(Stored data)
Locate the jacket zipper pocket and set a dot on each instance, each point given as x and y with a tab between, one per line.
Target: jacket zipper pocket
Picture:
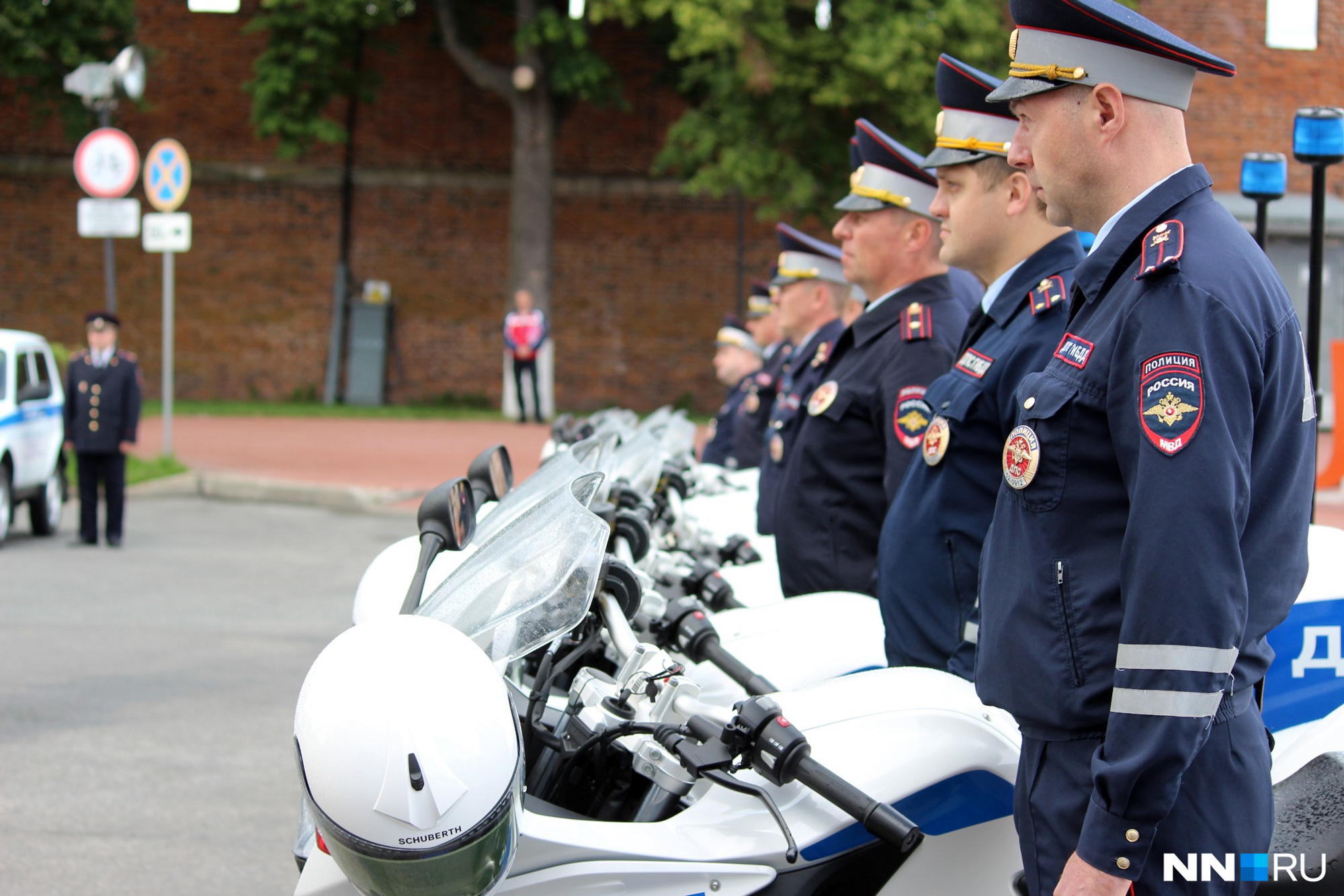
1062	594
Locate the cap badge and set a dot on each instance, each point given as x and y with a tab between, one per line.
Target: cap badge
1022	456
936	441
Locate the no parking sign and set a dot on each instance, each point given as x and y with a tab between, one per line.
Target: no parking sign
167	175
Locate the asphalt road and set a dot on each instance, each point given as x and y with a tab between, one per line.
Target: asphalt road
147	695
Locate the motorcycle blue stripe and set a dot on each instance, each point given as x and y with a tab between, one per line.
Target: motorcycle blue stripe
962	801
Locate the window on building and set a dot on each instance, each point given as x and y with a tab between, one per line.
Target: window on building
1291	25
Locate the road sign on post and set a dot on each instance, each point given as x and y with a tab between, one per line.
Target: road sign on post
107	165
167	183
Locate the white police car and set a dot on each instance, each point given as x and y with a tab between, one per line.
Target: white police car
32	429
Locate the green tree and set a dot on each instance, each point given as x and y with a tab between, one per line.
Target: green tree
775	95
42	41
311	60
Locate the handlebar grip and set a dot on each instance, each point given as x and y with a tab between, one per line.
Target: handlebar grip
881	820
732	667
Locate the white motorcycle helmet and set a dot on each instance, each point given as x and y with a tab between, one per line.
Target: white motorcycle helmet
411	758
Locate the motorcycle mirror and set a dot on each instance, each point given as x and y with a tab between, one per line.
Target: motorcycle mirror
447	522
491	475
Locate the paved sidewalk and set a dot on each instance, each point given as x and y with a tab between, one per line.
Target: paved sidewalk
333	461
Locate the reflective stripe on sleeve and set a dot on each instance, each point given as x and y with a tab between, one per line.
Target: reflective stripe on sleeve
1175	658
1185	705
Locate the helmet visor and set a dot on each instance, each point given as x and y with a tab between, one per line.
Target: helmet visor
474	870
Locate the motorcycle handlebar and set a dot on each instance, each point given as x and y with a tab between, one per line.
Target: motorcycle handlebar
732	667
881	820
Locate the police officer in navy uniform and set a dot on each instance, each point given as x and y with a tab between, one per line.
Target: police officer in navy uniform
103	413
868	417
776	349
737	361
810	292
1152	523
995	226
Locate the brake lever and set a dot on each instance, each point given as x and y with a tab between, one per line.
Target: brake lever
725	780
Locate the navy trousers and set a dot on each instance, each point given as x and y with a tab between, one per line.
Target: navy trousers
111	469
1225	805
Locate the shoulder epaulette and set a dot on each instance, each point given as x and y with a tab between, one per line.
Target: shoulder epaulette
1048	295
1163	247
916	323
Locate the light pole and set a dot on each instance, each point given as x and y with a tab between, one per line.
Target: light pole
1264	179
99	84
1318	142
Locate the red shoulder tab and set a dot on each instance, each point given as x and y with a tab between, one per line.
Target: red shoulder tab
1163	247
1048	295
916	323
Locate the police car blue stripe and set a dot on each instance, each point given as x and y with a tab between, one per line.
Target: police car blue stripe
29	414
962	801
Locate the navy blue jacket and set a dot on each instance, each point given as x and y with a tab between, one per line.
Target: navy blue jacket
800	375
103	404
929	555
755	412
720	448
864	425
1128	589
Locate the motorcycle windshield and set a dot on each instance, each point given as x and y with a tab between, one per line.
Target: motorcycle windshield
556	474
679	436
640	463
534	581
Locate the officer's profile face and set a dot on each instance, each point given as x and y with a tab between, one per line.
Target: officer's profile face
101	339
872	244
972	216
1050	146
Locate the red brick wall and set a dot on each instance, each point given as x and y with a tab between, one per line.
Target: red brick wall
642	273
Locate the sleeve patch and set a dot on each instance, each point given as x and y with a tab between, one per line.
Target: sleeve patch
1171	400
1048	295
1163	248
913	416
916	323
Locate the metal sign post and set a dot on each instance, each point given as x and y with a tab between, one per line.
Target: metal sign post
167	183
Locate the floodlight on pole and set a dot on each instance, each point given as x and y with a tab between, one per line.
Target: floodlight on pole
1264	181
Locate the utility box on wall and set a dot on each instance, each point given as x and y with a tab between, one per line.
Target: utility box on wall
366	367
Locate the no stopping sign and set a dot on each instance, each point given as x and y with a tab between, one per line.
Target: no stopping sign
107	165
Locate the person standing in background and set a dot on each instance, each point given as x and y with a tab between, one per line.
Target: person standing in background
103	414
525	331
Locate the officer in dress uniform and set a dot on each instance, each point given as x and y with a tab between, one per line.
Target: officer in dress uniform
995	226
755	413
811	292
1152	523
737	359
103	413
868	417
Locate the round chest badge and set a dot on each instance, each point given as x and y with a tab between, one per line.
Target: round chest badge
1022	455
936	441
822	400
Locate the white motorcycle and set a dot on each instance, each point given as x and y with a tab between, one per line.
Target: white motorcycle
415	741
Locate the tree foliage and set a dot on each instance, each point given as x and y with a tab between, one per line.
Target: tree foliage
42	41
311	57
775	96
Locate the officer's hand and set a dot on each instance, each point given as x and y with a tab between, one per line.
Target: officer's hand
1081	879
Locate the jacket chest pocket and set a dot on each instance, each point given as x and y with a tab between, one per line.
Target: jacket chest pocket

### Direction
Omit any images, then output the listing exactly.

### Answer to this task
Locate the jacket zipper pocket and set a dot on each instance, each point given as x and y with a tab between, one per line.
Target: jacket zipper pocket
Picture:
1062	594
Locate the cap badge and set a dot on each instance, each point given as x and y with a tab between, one per line.
Target: cap badge
1022	456
936	441
Locate the no parking sign and set a dot on each instance, each point given as x and y with a tab between, one per line.
Target: no parking sign
167	175
Locate the asphalt road and set a dot on each instance, each point given as x and y with a tab between, one per line.
Target: asphalt road
147	695
Locate the motorcycle blue stripe and set a dot on each instance, each point given as x and y with a tab between, one per line.
Target: motorcycle blue stripe
962	801
Locate the window on building and set a dot on each instance, each point given as x and y with a tab between, one per line.
Target: window on building
1291	25
Locate the road sign on post and set a dot on each instance, each point given as x and y with a tab between, one per line.
Target: road sign on post
107	165
167	183
Locate the white police car and set a dot on each instance, each point given as x and y with a tab between, one per line.
Target: white police car
32	429
Locate the green tree and set a dot on each instance, each point given as x and y with a tab between, one per line.
Target: green tree
775	95
42	41
311	60
Locate the handlebar grip and set a dot on each instance, each point given as x and y with a tab between, one per line.
Target: handlebar grip
881	820
732	667
Locate the white motorcycle helmet and set a dot on each instance, each point given as x and y with a tab between, one per line.
Target: white motorcycle helmet
411	758
Locate the motorcycle mirror and set a dot on each instance, each point given as x and y with a tab between, one per line.
Target: motorcycle mirror
447	522
491	475
Locate the paved sidewalk and set a dot on each instance, each point given as x and y with a tab between, one per line.
Target: paved sidewalk
333	461
Locate the reflective stripe on sleeve and set a dot on each instance, each point given as x and y with a tab between, one per line.
Target: reflective stripe on sleeve
1175	658
1185	705
Locate the helmet visor and set a dot on each instance, each point given as x and y with a tab between, one per line.
Target: helmet visor
474	870
Locate the motorcycle handlebar and set a dot on each instance, each point given as x and y with a tab between, one per line.
Target: motorcycle handlebar
732	667
881	820
Locate the police officer in navy uniform and set a dot on each instance, each point given as x and y with a tab between, one per line.
Target: police officer in navy uniform
103	413
868	417
776	349
737	361
810	292
1152	523
995	226
Locate the brake lever and set a dot on each instance, each point given as x and y with a tab between, one per line.
Target: brake lever
725	780
Locate the navy trousers and set a dot on each instance, each point given as x and y with a tab between, one per line.
Target: navy trousers
111	469
1225	805
Locate the shoulder epaulette and set a dot on each instance, each point given as x and y with a tab between, one per line.
Target: shoulder epaulette
1048	295
1163	247
916	323
Locate the light pole and set a dot on each instance, each point given as x and y with a tab between, one per line.
Target: light pole
1264	179
99	84
1318	142
Locate the red shoulder tab and set a dot on each instance, each point given as x and y with a tab between, one per line.
Target: red shoulder tab
1163	247
1048	295
916	323
Locate the police car blue stripe and set a dot on each instance, each point given as x and y with a tab between, one per line.
Target: police car blue stripe
29	414
962	801
Locate the navy blue jacket and set a dot on each instance, each point given as x and y with a tab between, one per line.
Target: navy blue jacket
800	375
103	404
929	555
755	412
720	448
864	425
1128	589
Locate the motorcycle windshield and set a dot on each instance, each point given as x and y with a tab between, one per line.
Target: motorcycle windshield
556	474
679	436
640	463
534	581
Locate the officer's profile face and set a dot on each instance, each point given as x and y with a tab between, one per line.
Target: officer's profile face
101	339
872	244
972	216
1050	146
Locate the red brick wall and set a dot on each instance, each point given as x and y with a tab between, one per line.
Target: red brick wall
642	273
Locate the sleeve patch and set a dot on each instance, each point given as x and y with a tab between, one per line.
Target: sleeve patch
1171	400
1048	295
1163	248
913	416
916	323
Locate the metal sign post and set a dot on each instance, each point given as x and y with a tab between, one per line.
Target: metal sign post
167	183
Locate the floodlight on pole and set a dot on each instance, each point given as x and y with a tab between, one per line.
Target: floodlight on pole
1264	181
Locate the utility box on wall and set a dot on each instance, each point given as x and y with a tab between, one per line.
Target: utility box on wall
366	367
Locate the no stopping sign and set a dot on each instance, each point given as x and y with a tab between, one per line.
Target: no stopping sign
107	165
Locate the person standing in background and set a dot on each instance, each point given as x and y with a tab between, one per line.
Target: person standing in background
103	414
525	331
Locate the officer in dress uniform and set a dot on each instance, each point given as x and y with a tab between, one per line.
Target: officer in dress uniform
995	226
755	413
811	292
1152	523
737	359
103	413
868	417
Locate the round chest badge and set a dot on each instance, each point given as x and y with a tab between, one per line.
Target: round chest badge
1022	455
936	441
822	400
Locate the white motorcycle and set a dot on each instance, each point given as x and y with a tab between, one per line.
Target: white motorcycle
415	741
Locate the tree foliage and set a dot on each instance, each point given as x and y with a tab between, one per line.
Target: tree foliage
42	41
311	57
775	96
Locate the officer's hand and set a dot on each instance, each point given as x and y with a tab between, one per line.
Target: officer's hand
1081	879
Locate the jacket chest pocket and set a dot on each instance, each point given as x and y with a tab between, one per line.
Target: jacket chest pocket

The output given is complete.